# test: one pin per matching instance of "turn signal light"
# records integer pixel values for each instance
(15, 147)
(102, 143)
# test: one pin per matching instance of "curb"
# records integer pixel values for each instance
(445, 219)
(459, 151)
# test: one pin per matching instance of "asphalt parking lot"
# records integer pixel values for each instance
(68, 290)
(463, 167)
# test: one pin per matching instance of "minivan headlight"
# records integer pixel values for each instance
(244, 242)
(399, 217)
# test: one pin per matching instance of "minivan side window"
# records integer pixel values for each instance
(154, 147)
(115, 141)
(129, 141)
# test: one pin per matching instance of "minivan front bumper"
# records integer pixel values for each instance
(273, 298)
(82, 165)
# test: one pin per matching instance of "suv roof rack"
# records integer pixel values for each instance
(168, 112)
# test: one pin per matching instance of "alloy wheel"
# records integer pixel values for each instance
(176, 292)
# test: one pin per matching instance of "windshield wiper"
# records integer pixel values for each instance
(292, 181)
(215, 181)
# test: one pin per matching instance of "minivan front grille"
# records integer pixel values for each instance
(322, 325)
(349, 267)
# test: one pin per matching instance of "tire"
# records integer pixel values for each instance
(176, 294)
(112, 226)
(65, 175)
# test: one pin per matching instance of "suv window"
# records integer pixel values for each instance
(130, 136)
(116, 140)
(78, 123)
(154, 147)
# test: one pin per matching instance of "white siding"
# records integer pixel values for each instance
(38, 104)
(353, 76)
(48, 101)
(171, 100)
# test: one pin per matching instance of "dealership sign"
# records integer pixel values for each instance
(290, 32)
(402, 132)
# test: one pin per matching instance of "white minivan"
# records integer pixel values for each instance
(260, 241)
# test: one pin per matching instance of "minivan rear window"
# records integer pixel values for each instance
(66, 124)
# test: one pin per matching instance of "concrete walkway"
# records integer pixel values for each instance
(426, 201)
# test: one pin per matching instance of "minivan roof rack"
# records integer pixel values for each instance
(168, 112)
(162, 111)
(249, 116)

■ ■ ■ ■ ■

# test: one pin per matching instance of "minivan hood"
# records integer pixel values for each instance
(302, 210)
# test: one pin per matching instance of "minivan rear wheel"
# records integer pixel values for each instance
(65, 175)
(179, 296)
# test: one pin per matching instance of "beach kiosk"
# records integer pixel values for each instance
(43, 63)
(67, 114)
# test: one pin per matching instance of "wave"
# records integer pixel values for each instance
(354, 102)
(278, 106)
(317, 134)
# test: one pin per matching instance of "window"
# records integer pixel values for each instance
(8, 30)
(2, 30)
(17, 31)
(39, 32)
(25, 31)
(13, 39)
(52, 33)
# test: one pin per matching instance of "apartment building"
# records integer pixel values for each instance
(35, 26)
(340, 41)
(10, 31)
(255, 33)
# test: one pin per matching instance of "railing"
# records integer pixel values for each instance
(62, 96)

■ ■ ■ ■ ■

__WHAT THIS TASK INVOLVES__
In the listing above, count each line that holds the string "rear". Give the number only.

__TASK OUTPUT__
2